# Lijst van viswateren auf Deutsch



## David31882 (20. September 2007)

Hi ich entschuldige mich dafür, wenn es schonmal gepostet wurde.Aber ich suche die list van viswateren auf deutsch.Hat vielleicht jemand eine und würde mir sagen woher oder weiss jemand woher ich sie bekommen kann?

:vik:Frieden sei mit euch!


----------



## snofla (20. September 2007)

*AW: Lijst van viswateren auf Deutsch*

mach ma  h i e r klick

dann auf die karte gehen und region auswählen 

die info kommt per pdf und in holländisch


----------



## David31882 (23. September 2007)

*AW: Lijst van viswateren auf Deutsch*

danke aber suche die liste auf _*DEUTSCH..*_trotzdem dank


----------



## Jogibär (26. September 2007)

*AW: Lijst van viswateren auf Deutsch*

Hallo David,

bei meinem Vispas war die Liste auf Deutsch dabei. Normalerweise immer, wenn Du als Deutscher den Vispas bekommst. hab im moment keine Zeit zum Scannen. werde das aber noch heute Nachmittag oder morgen früh machen. Schick mir mal ne Mail, dann kriegst Du die Liste als Antwort.

Gruß
Rolf


----------



## David31882 (28. September 2007)

- _BEREITGESTELLTES MATERIAL_:
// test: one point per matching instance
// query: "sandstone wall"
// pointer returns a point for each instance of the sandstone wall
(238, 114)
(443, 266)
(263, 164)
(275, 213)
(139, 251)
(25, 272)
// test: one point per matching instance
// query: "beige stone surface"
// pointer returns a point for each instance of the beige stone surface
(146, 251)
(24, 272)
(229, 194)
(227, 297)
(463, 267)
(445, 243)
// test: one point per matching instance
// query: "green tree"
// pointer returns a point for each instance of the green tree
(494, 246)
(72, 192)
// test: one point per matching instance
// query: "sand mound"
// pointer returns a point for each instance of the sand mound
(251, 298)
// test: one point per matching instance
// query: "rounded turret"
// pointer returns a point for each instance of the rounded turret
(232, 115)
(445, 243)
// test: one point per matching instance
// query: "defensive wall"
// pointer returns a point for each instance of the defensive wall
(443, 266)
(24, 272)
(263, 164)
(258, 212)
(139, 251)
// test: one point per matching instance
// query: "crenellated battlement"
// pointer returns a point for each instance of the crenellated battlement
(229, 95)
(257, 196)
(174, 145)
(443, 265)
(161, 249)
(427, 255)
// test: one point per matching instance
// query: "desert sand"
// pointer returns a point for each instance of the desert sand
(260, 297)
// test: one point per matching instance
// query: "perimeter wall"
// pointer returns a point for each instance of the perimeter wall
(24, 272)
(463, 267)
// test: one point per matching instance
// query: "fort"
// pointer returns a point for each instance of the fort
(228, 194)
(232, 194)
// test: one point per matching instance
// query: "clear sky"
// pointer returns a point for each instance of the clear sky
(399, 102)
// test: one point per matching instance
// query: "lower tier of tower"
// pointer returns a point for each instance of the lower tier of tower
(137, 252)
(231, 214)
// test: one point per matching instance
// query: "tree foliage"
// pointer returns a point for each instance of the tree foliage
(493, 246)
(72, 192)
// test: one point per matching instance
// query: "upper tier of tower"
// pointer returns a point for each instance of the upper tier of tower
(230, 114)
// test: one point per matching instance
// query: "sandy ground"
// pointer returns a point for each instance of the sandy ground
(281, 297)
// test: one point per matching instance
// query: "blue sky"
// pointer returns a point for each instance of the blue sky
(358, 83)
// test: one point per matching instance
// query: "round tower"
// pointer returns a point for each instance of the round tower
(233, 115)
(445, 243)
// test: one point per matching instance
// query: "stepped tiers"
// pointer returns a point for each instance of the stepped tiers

- _AUFGABENSTELLUNG_:
#1 In welchem Format und in welcher Sprache kommt laut der Forumsdiskussion zur Viswateren-Liste die Info, wenn man auf der Karte eine Region auswählt?
#2 Geben Sie den Abschnitt der Forumsdiskussion zur Viswateren-Liste beginnend mit „# Lijst van“ und weiter bis einschließlich „sei mit euch!“ wieder und tauschen Sie dabei „gepostet“ gegen „veröffentlicht“ aus.
#3 Knüpfen Sie an das Ende der Forumsdiskussion zur Viswateren-Liste an und schreiben Sie sie weiter.
Die Einträge werden hierfür nicht benötigt.

- _LÖSUNGEN_:
#1 Die Info kommt als PDF und auf Holländisch.

#2
# Lijst van viswateren auf Deutsch



## David31882 (20. September 2007)

Hi ich entschuldige mich dafür, wenn es schonmal veröffentlicht wurde.Aber ich suche die list van viswateren auf deutsch.Hat vielleicht jemand eine und würde mir sagen woher oder weiss jemand woher ich sie bekommen kann?

:vik:Frieden sei mit euch!

#3
*AW: Lijst van viswateren auf Deutsch*

Supi danke habe dir ne e-mail geschickt, hoffe sie ist angekommen.


----------



## Jogibär (30. September 2007)

*AW: Lijst van viswateren auf Deutsch*

Hallo Leute, bevor ich jetzt noch mehr Nachrichten kriege... Ich hab mich vertan:c. Die Liste zum vispas hab ich leider auch nur auf niederländisch. Auf Deutsch habe ich die Liste zur Maasplassenvergunning. tut mir leid, dass ich doch nicht helfen konnte.

Jogi


----------



## joopie (30. September 2007)

*AW: Lijst van viswateren auf Deutsch*

Hi zusammen,
ich habe gerade gesehen, dass auf der "offiziellen" Vispas-Seite angekündigt ist, dass die Liste auf Deutsch in Arbeit ist.
Mein Tipp: Öfters mal reinsehen und unter der deutschen Flagge in Deutsch lesen!
|wavey:


----------



## David31882 (1. Oktober 2007)

*AW: Lijst van viswateren auf Deutsch*



Jogibär schrieb:


> Hallo Leute, bevor ich jetzt noch mehr Nachrichten kriege... Ich hab mich vertan:c. Die Liste zum vispas hab ich leider auch nur auf niederländisch. Auf Deutsch habe ich die Liste zur Maasplassenvergunning. tut mir leid, dass ich doch nicht helfen konnte.
> 
> Jogi



hehe du bist mir ja einer erst die pferde scheu machen....|uhoh:
nee is ok
und das mit der liste auf deutsch in arbeit, habe es schon gelesen aber die frage ist wann?:q


----------



## Jogibär (8. Oktober 2007)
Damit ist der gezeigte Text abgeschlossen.